## Try it
Reproduce exactly the lines from the one containing "TARGET = hand" through the last line of the records below, both included, and nothing else.

## Items listed in a dataset

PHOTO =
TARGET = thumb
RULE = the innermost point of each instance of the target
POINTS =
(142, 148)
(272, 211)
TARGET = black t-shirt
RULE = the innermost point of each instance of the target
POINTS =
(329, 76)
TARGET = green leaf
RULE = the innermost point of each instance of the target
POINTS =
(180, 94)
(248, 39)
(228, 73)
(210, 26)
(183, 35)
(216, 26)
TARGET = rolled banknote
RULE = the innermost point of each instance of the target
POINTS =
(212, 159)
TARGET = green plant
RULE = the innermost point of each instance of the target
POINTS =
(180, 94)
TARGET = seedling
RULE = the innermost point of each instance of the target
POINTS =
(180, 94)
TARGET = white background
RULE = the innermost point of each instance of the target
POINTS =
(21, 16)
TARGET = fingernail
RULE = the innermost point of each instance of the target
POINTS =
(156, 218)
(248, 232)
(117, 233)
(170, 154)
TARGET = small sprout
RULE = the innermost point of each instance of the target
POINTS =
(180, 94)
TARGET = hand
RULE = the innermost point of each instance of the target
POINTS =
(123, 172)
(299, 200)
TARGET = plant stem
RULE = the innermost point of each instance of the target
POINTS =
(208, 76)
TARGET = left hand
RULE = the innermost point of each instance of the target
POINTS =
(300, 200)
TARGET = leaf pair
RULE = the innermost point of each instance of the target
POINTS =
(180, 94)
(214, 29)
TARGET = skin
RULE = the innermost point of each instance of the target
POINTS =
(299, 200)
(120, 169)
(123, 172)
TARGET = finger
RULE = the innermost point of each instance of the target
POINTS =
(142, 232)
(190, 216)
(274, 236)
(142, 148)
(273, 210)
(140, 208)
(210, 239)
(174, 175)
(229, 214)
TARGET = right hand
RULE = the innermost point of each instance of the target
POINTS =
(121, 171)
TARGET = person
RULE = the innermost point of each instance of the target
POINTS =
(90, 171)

## Answer box
TARGET = hand
RULE = the innermost point of each instance of the target
POINTS =
(123, 172)
(299, 200)
TARGET = plant stem
RULE = the innermost point of each instance of the target
POINTS =
(208, 76)
TARGET = left hand
RULE = the innermost point of each instance of the target
POINTS =
(300, 200)
TARGET = leaf pair
RULE = the innermost point of each instance of the target
POINTS =
(180, 94)
(214, 29)
TARGET = skin
RULE = the innermost point of each instance of the target
POINTS =
(299, 200)
(120, 169)
(123, 172)
TARGET = finger
RULE = the innermost point of each instance of the target
POINTS =
(142, 232)
(190, 216)
(274, 236)
(142, 148)
(273, 210)
(140, 208)
(210, 239)
(174, 175)
(229, 214)
TARGET = right hand
RULE = the innermost point of each instance of the target
POINTS =
(121, 171)
TARGET = person
RULE = the innermost point of each instance of the target
POINTS =
(90, 171)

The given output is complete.